=== Excerpt provided ===

Home-made gelato and coeliac disease

Home-made gelato and coeliac disease

This form of food intolerance luckily doesn’t prevent sufferers from enjoying a good home-made gelato. All that’s needed is a bit of common sense and the discipline to follow the rules for any other foods. 

What is coeliac disease?

According to the medical definition, coeliac disease is a permanent intolerance to gluten, a protein found in oats, wheat, emmer, kamut, barley, rye, spelt and triticum.

The incidence of this intolerance in Italy is estimated to be one in every 100/150 people. There could therefore potentially be around 400,000 coeliac sufferers, but only arnd 75,000 have benn diagnosed. On the site of the AIC, the Italiana Coeliac Association that the number of cases of coeliac is rising by 10% every year (2800 new cases) and food-related allergic disorders are on the increase. Today, 40% of children are sensitive to one type of food or another.

Treating coeliac disease today involves excluding from the diet some of the commonest foods, such as bread, pasta, biscuits and pizza, but also getting rid of the slightest trace of flour from every dish.

=== Excerpted records ===

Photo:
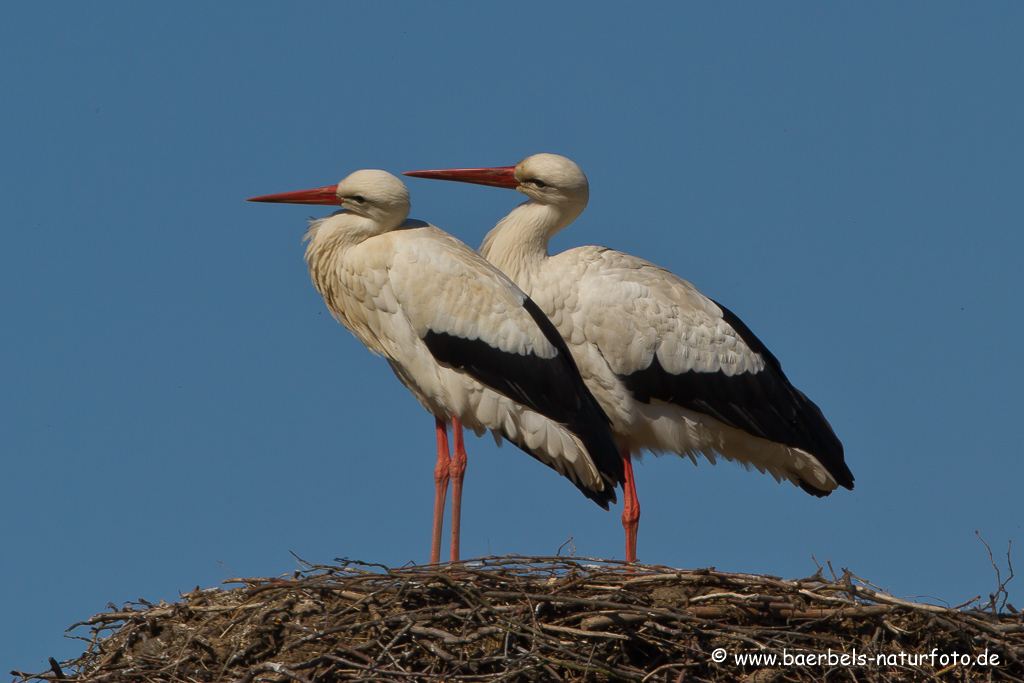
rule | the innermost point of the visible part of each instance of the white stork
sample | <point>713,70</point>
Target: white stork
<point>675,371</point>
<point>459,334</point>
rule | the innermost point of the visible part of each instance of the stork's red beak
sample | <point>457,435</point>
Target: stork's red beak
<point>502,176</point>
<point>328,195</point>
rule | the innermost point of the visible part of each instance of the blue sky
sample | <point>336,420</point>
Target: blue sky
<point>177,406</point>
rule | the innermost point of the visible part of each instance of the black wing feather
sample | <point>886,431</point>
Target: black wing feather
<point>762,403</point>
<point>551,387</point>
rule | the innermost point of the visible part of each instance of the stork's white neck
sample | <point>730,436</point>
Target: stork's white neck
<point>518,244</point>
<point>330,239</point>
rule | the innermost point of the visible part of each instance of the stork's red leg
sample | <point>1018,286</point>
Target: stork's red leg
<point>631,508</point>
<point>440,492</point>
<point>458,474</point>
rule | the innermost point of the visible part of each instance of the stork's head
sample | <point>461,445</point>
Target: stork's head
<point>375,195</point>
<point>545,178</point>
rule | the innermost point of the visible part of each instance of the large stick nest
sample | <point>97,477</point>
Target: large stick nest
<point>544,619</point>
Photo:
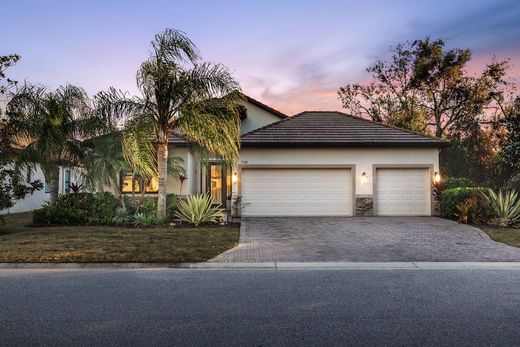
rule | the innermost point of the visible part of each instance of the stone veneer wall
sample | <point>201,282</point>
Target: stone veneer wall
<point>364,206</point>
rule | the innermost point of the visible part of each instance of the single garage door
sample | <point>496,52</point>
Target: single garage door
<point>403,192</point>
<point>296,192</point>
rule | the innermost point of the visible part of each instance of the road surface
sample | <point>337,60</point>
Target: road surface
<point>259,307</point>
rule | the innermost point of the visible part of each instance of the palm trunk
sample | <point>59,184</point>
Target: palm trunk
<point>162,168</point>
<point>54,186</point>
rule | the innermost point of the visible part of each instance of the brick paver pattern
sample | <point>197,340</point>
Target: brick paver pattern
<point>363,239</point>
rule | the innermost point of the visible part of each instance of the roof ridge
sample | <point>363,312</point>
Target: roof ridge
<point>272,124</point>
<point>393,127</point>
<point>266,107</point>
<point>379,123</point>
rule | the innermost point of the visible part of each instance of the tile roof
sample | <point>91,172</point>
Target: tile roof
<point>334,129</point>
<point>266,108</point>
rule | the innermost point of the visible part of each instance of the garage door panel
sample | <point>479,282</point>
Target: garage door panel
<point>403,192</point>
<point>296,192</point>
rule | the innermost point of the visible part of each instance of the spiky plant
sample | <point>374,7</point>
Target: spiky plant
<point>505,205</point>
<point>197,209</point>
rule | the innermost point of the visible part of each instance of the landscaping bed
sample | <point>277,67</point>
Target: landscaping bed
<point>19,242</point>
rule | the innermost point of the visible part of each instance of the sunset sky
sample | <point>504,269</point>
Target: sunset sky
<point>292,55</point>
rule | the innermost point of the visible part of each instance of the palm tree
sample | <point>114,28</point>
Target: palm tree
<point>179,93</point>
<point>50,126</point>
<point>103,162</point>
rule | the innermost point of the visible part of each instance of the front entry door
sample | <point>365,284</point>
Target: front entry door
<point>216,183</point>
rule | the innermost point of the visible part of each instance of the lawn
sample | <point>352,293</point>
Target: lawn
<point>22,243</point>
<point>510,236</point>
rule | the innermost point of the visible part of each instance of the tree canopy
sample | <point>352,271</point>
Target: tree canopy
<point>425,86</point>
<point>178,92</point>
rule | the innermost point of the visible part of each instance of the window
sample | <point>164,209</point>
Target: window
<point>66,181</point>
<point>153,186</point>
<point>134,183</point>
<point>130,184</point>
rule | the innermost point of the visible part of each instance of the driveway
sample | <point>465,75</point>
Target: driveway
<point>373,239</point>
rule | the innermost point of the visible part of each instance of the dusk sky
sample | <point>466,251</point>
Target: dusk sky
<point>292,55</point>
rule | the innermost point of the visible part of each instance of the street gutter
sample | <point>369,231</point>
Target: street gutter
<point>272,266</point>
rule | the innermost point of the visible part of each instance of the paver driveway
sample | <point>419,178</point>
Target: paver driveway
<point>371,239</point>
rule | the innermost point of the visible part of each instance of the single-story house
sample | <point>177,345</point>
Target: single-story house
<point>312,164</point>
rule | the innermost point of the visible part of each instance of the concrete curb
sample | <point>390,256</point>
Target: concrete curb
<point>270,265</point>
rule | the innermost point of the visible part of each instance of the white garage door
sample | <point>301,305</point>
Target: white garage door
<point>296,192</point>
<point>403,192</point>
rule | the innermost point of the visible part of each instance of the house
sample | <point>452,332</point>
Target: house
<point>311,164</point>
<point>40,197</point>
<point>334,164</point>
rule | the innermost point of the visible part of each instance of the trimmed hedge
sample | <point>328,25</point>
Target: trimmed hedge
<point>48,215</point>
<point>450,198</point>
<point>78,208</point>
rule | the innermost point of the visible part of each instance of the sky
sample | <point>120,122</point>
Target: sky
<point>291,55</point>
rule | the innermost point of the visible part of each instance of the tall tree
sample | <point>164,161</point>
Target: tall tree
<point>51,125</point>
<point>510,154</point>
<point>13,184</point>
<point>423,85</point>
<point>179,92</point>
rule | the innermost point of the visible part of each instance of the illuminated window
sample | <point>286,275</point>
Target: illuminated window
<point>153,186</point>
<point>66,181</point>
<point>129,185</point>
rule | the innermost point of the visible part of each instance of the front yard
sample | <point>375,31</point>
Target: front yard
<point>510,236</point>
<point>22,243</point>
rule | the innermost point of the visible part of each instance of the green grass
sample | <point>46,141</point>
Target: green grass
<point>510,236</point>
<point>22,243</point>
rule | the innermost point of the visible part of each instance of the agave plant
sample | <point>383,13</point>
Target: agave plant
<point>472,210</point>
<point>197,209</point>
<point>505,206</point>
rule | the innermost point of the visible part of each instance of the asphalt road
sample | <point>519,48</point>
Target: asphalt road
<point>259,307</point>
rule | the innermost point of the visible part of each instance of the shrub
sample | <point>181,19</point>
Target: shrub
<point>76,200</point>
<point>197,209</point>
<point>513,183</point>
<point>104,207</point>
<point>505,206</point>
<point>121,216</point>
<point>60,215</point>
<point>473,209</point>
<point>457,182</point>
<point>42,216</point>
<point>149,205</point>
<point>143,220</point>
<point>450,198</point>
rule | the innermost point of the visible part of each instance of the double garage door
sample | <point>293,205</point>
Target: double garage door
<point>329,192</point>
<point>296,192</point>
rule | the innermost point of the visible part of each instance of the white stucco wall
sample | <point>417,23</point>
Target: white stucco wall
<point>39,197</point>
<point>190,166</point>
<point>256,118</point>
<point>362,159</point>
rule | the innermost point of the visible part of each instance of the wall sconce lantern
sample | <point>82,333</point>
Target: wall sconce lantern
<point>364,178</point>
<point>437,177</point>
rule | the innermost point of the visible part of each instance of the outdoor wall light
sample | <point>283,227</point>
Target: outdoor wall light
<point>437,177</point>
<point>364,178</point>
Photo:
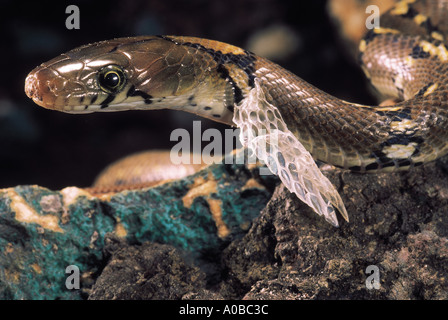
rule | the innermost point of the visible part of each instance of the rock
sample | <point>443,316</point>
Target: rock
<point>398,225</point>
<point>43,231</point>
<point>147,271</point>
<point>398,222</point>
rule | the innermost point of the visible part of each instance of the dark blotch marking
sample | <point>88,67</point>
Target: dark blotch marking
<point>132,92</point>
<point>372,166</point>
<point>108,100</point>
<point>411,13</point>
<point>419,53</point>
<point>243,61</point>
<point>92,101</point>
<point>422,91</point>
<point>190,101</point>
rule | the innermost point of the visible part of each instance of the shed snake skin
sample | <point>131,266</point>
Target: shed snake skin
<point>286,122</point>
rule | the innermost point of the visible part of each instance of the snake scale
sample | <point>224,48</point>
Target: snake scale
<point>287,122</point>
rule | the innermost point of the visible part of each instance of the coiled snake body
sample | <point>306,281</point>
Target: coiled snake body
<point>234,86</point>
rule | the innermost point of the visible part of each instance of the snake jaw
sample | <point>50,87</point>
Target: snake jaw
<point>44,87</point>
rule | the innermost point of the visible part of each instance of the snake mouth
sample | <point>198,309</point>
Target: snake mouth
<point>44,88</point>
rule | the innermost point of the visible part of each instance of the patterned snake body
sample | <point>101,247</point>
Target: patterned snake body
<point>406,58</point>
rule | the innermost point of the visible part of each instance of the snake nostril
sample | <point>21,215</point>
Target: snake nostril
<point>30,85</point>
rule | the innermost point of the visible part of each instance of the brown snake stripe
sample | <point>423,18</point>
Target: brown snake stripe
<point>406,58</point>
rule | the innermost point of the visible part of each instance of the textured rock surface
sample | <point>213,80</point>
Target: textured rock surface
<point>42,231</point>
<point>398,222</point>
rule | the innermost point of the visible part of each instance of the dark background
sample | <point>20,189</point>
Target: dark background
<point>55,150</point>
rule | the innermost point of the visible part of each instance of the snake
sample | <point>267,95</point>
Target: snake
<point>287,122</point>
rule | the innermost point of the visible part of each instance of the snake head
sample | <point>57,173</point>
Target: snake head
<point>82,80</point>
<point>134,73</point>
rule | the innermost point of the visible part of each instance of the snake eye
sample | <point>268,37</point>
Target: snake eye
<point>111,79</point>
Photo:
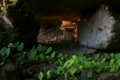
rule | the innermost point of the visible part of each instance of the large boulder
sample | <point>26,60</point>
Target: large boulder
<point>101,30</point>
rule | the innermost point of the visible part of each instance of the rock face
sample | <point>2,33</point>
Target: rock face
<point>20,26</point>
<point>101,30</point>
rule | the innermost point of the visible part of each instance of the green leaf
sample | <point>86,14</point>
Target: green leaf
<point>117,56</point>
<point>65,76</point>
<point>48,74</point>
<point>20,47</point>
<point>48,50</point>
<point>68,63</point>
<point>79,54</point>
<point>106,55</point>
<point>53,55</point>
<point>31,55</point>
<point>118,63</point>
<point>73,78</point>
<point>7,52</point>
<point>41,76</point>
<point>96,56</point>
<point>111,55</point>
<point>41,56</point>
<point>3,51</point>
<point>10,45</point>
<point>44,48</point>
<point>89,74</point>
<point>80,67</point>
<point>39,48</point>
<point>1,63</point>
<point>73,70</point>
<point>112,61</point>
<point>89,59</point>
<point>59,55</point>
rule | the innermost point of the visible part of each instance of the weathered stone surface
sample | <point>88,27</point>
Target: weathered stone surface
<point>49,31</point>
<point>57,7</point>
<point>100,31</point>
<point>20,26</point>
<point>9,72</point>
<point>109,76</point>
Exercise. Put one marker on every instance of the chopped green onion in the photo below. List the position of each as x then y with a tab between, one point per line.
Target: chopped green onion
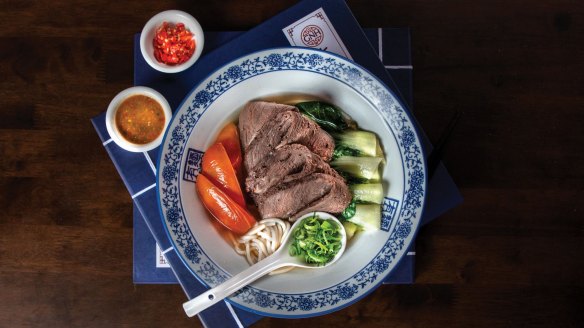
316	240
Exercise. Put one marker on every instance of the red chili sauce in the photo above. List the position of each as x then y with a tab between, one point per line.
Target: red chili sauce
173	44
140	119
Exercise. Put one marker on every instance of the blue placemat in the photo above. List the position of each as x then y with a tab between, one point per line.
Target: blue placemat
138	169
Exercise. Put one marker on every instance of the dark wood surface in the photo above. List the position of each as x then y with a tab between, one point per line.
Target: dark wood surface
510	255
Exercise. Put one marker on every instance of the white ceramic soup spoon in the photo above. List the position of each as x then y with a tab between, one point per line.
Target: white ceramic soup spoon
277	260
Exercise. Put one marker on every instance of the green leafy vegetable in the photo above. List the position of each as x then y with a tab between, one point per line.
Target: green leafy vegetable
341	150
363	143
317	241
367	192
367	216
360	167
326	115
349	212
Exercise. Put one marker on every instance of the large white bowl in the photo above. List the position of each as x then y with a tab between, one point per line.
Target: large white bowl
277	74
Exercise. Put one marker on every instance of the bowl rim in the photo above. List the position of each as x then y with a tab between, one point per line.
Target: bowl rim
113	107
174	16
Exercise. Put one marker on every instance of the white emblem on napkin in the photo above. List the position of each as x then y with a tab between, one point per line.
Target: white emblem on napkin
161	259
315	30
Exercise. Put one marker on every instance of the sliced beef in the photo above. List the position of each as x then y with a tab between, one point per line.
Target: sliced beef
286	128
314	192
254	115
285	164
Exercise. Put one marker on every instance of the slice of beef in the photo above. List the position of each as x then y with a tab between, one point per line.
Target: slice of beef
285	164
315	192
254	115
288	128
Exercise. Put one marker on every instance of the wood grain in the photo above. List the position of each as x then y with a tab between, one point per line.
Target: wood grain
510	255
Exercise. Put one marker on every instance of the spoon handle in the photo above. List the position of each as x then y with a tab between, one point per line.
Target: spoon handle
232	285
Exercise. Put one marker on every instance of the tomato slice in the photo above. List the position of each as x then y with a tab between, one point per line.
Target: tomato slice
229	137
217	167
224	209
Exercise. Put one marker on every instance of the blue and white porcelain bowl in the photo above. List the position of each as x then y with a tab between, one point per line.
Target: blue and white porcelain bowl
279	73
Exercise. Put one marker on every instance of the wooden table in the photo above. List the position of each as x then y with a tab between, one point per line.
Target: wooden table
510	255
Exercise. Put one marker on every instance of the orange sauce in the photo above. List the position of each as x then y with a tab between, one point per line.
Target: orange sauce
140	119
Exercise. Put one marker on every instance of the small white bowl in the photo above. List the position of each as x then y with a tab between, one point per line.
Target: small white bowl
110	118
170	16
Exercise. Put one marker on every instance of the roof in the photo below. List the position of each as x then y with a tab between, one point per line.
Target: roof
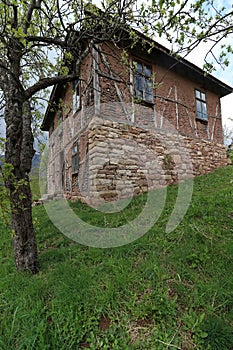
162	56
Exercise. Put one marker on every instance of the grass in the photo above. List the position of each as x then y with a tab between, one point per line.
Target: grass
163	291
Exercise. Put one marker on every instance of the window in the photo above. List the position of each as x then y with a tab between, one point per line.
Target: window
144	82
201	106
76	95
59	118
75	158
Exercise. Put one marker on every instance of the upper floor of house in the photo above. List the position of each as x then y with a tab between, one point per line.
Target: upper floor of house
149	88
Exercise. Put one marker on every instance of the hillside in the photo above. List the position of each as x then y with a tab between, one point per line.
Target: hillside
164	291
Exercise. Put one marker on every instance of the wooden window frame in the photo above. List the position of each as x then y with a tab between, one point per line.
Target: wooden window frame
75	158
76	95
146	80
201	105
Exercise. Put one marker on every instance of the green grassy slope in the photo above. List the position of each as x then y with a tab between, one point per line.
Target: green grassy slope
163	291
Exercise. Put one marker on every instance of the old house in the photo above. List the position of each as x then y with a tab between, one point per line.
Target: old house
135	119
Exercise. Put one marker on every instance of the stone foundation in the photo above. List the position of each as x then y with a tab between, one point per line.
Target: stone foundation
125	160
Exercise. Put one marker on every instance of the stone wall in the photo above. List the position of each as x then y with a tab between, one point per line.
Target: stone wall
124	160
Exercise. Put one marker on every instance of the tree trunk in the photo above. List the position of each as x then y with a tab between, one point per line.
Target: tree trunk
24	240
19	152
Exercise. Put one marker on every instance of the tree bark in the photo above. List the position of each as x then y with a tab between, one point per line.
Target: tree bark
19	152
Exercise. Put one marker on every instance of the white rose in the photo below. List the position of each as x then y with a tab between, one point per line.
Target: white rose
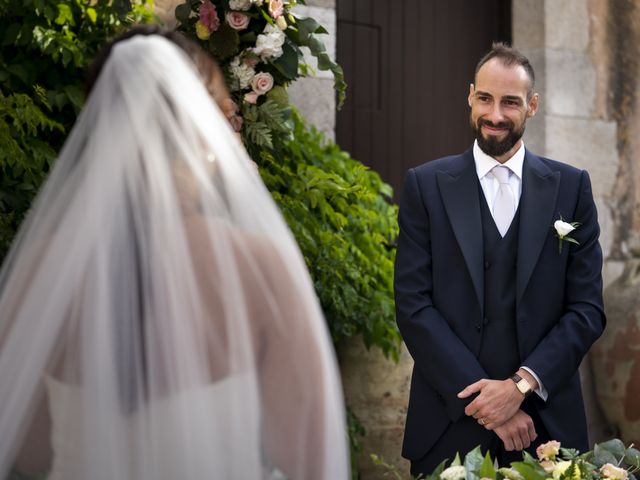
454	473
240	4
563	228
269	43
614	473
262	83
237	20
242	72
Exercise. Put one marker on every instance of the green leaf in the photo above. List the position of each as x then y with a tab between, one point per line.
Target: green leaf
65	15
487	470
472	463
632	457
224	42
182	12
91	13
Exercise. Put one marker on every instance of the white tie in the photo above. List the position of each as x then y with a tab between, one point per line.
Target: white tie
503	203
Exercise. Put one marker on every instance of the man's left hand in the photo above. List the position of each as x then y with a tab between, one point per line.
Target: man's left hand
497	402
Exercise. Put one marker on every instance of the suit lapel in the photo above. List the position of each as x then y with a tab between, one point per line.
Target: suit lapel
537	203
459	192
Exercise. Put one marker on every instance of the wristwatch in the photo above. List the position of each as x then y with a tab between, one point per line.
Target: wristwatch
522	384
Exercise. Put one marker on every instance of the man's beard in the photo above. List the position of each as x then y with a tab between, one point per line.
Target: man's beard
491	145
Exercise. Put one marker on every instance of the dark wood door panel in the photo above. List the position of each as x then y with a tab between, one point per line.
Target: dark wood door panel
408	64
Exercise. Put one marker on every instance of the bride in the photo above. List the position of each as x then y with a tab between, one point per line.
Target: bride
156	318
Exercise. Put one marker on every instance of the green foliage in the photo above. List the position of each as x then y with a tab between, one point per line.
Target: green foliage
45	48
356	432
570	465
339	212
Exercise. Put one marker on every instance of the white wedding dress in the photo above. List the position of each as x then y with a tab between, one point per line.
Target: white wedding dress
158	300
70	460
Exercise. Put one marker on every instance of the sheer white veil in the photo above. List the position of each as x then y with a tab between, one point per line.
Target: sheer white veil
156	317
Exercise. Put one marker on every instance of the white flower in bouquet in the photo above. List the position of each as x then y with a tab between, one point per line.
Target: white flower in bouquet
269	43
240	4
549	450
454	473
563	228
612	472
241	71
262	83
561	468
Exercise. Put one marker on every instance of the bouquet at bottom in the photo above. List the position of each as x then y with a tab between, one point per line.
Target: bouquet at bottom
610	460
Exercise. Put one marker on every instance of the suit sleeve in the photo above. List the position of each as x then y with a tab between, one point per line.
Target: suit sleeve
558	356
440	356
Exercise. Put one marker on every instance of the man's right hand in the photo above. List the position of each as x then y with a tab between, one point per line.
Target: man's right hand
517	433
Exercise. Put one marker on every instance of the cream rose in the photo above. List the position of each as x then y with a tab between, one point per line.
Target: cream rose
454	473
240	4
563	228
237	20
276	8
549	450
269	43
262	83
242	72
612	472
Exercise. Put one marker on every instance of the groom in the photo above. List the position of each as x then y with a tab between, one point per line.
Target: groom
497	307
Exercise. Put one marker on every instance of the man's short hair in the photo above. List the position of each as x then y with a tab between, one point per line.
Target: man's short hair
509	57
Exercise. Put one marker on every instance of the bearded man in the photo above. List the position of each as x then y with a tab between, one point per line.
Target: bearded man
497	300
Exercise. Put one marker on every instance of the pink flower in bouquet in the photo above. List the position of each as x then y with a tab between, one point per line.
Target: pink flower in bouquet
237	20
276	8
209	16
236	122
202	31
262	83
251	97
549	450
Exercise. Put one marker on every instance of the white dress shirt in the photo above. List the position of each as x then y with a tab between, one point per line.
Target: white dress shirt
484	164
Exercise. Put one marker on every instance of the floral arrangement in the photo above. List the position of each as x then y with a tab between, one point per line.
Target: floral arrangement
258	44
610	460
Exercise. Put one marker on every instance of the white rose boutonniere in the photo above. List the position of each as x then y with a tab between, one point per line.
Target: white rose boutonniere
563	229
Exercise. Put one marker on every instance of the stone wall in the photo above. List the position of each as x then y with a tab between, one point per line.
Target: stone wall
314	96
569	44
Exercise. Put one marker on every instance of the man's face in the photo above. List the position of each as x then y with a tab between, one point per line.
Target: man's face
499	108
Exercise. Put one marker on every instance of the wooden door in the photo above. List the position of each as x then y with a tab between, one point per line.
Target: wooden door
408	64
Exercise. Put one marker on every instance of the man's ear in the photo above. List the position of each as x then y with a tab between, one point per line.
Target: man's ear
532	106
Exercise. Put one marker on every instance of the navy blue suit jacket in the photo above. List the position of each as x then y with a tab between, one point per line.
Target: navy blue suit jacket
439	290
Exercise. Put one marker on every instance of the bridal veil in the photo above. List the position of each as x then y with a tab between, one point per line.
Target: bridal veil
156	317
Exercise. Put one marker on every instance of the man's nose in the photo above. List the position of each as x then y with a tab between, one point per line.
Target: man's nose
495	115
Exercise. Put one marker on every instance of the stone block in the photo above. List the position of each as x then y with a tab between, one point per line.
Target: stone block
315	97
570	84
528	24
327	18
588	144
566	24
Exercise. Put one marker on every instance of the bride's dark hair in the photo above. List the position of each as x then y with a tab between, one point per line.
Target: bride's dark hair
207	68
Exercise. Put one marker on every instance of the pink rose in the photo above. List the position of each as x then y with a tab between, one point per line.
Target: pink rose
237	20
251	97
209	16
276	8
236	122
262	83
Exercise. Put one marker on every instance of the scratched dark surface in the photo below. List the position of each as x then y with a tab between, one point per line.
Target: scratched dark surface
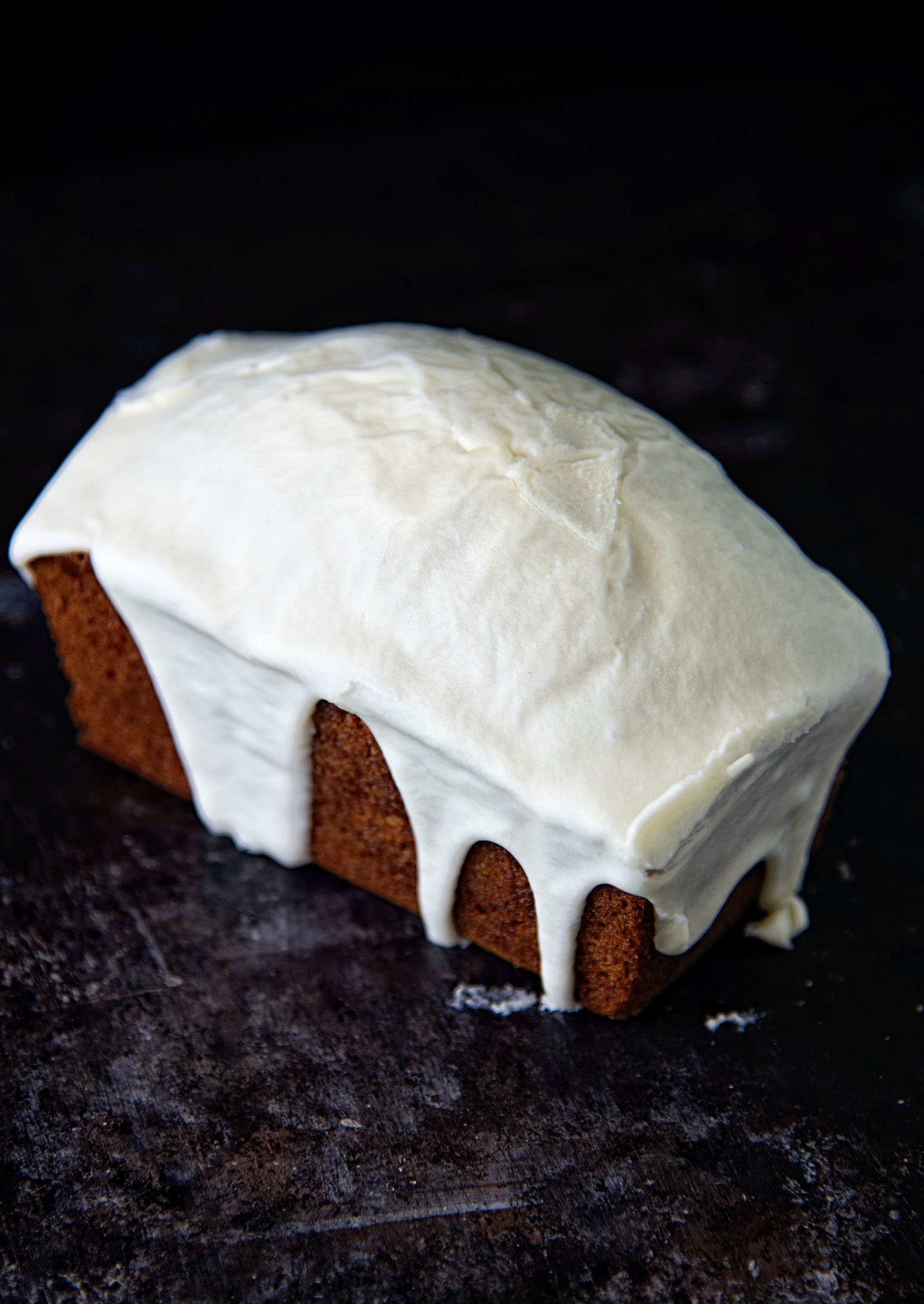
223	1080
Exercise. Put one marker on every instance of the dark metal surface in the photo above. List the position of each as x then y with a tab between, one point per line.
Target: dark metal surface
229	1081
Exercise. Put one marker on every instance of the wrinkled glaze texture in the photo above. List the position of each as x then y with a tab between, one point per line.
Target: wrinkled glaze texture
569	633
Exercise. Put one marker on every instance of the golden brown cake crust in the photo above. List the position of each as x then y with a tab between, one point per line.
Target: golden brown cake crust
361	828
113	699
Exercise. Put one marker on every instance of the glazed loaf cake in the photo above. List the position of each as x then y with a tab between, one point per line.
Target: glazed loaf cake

===

--- Exercise instructions ---
In the text on home-made gelato and coeliac disease, what is coeliac disease according to the medical definition?

--- Written answer ---
It is a permanent intolerance to gluten, a protein found in oats, wheat, emmer, kamut, barley, rye, spelt and triticum.